§ REQUIRED TASKS:
a) Please set down the stretch of the Dolemite passage from "Dolemite gives $50,000" through "shoot Green dead.", word for word.
b) Summarize the Dolemite passage in two sentences.
=== SELECTED EXTRACT ===
He rekindles his reputation on the streets while trying to get back his "Total Experience" club from the hands of Willie Green. He enlists the help of Reverend Gibbs, a Black nationalist preacher hoarding guns for a revolution, and his own army of kung fu-trained prostitutes to settle the various scores, while an undercover FBI agent, Blakely, lurks in the shadows, following the proceedings and supporting Dolemite's quest.

Dolemite gives $50,000 to Green's associates to pay Green off, and takes over the Total Experience club once again. After Dolemite performs a comedy routine one night at the club, with Green in attendance, Green demands interest of $100,000 from Dolemite, or else suggests that he and Dolemite become business partners. Dolemite refuses and goes to leave, and Green fires a gun in his direction, causing the club to erupt into chaos. Fights break out between Dolemite and his prostitutes and Green and his associates. Dolemite defeats Green but is severely wounded, and Blakely arrives to shoot Green dead.

After almost being shot by a prostitute, Mayor Daley flees his home with a large sum of money, with Blakely in pursuit. The mayor attempts to escape in an airplane, but Blakely fatally shoots him. Dolemite is recovering from his injuries in a hospital, in room 2218, when men arrive to assassinate him. The men are led to believe that Dolemite is being kept in room 2110, allowing Dolemite and Blakely to surprise and defeat them. Detective Mitchell appears on the scene and Blakely has him arrested for his involvement in the conspiracy against Dolemite.

==Cast==
- Rudy Ray Moore as Dolemite
- Lady Reed as "Queen Bee"
- D'Urville Martin as Willie Green
- West Gale as Reverend Gibbs
- John Kerry as Detective Mitchell
- Jerry Jones as Blakely
- Hy Pyke as Mayor Daley
- Vainus Rackstraw as "Creeper"
=== DATA PROVIDED ===
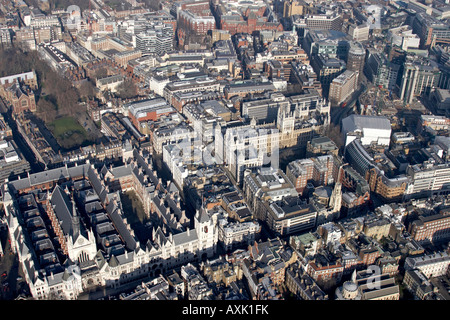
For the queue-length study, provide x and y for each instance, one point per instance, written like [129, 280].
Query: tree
[87, 90]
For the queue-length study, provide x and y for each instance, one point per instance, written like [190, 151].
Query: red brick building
[433, 228]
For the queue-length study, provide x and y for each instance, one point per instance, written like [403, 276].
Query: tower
[355, 58]
[207, 232]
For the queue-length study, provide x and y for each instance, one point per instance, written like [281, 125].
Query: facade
===
§ YOUR WRITTEN ANSWERS:
a)
Dolemite gives $50,000 to Green's associates to pay Green off, and takes over the Total Experience club once again. After Dolemite performs a comedy routine one night at the club, with Green in attendance, Green demands interest of $100,000 from Dolemite, or else suggests that he and Dolemite become business partners. Dolemite refuses and goes to leave, and Green fires a gun in his direction, causing the club to erupt into chaos. Fights break out between Dolemite and his prostitutes and Green and his associates. Dolemite defeats Green but is severely wounded, and Blakely arrives to shoot Green dead.

b) With help from Reverend Gibbs, his army of kung fu-trained prostitutes and undercover FBI agent Blakely, Dolemite takes back his Total Experience club from Willie Green, and after Green fires at him there, Dolemite defeats Green and Blakely shoots him dead. Blakely then fatally shoots Mayor Daley as he tries to escape in an airplane, joins Dolemite in defeating the men sent to kill him in the hospital, and has Detective Mitchell arrested for his part in the conspiracy against Dolemite.